Rewrite every line of the records from the first line up to and including the line containing "(1243, 675)". Offset each coordinate in the answers by adding 105, and leave all other lines unchanged.

◆ Recorded data
§
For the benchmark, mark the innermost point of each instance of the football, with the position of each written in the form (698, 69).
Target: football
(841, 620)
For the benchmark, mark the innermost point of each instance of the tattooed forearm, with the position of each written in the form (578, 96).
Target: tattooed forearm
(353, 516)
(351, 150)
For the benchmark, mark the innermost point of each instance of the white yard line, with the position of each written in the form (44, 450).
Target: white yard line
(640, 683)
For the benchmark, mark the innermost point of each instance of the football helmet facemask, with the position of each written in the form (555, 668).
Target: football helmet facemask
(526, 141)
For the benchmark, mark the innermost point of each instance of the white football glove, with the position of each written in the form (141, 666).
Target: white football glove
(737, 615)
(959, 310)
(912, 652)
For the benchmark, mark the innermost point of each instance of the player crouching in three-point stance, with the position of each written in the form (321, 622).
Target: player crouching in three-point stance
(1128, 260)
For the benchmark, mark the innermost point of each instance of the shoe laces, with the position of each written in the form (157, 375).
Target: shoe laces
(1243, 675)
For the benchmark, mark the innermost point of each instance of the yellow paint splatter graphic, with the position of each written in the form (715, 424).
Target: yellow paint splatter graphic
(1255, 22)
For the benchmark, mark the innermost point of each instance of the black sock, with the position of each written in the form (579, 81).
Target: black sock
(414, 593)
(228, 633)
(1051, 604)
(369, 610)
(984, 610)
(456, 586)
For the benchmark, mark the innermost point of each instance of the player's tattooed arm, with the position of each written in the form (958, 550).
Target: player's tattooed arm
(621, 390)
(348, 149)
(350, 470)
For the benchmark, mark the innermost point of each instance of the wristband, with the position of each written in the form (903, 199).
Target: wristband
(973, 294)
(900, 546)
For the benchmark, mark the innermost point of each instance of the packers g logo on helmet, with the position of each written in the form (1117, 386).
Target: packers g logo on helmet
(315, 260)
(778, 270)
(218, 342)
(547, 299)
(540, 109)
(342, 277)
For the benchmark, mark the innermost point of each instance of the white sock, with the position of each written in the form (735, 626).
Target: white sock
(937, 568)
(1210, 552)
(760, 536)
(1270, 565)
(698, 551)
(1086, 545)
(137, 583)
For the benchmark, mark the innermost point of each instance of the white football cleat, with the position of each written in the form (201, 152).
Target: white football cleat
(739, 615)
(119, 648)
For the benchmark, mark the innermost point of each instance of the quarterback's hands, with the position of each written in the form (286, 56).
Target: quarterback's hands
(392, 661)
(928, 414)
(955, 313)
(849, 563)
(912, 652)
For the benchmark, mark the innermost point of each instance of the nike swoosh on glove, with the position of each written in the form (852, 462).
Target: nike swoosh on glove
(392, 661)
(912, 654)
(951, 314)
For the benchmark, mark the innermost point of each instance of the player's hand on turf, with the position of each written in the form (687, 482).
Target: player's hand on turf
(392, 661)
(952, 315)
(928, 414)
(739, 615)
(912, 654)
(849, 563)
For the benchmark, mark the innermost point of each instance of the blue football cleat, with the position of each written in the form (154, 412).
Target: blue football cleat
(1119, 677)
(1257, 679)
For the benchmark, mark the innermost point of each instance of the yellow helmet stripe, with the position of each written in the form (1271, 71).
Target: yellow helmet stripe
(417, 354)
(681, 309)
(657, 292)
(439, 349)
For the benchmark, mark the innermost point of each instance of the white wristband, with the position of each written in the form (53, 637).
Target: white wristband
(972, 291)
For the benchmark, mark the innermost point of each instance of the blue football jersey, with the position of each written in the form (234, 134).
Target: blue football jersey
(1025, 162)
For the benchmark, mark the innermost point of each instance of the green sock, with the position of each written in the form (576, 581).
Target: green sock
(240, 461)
§
◆ Exercise solution
For the benchmark, mark the innermost point of each instance of the football, with the position of each written in the form (698, 69).
Target: football
(946, 725)
For the benchmark, mark the innermost point of each instance of the tattooed forearm, with the position of each written in the form (578, 96).
Target: tattooed forearm
(458, 621)
(456, 255)
For the benchmark, mark the innermost point of each instance of the white yard line, with the position of each written in the form (44, 450).
Target: white yard line
(745, 788)
For the benchmark, mark the innermost point of each instance of the football helmet facemask, with the position of each written in the form (555, 668).
Target: football helmet facemask
(631, 246)
For the benchmark, mark the innermost point of each instance of the white football glove, with the position of each written in the form (141, 666).
Target: white football glove
(842, 720)
(1064, 415)
(1017, 757)
For the benchmark, mark the innermost point of each instance of the player crouching in three-point stance, with the position of each written in the form (321, 622).
Target: player crouching in three-point stance
(1233, 365)
For the benchmark, mark the innermost point of each instance of the shoe laces, with the position of each written in the form (157, 375).
Target: shoe laces
(1348, 780)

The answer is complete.